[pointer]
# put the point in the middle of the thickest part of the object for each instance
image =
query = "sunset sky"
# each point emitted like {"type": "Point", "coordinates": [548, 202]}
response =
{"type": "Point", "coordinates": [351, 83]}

### [Exercise details]
Give every line of the entries above as a JSON list of strings, with one string per line and blank lines left out.

### [Solution to this exercise]
[
  "[pointer]",
  "# put the point in the middle of the thickest part of the object for each instance",
  "image =",
  "query = \"sunset sky\"",
  "# each point emitted like {\"type\": \"Point\", \"coordinates\": [548, 202]}",
  "response =",
  "{\"type\": \"Point\", \"coordinates\": [351, 83]}"
]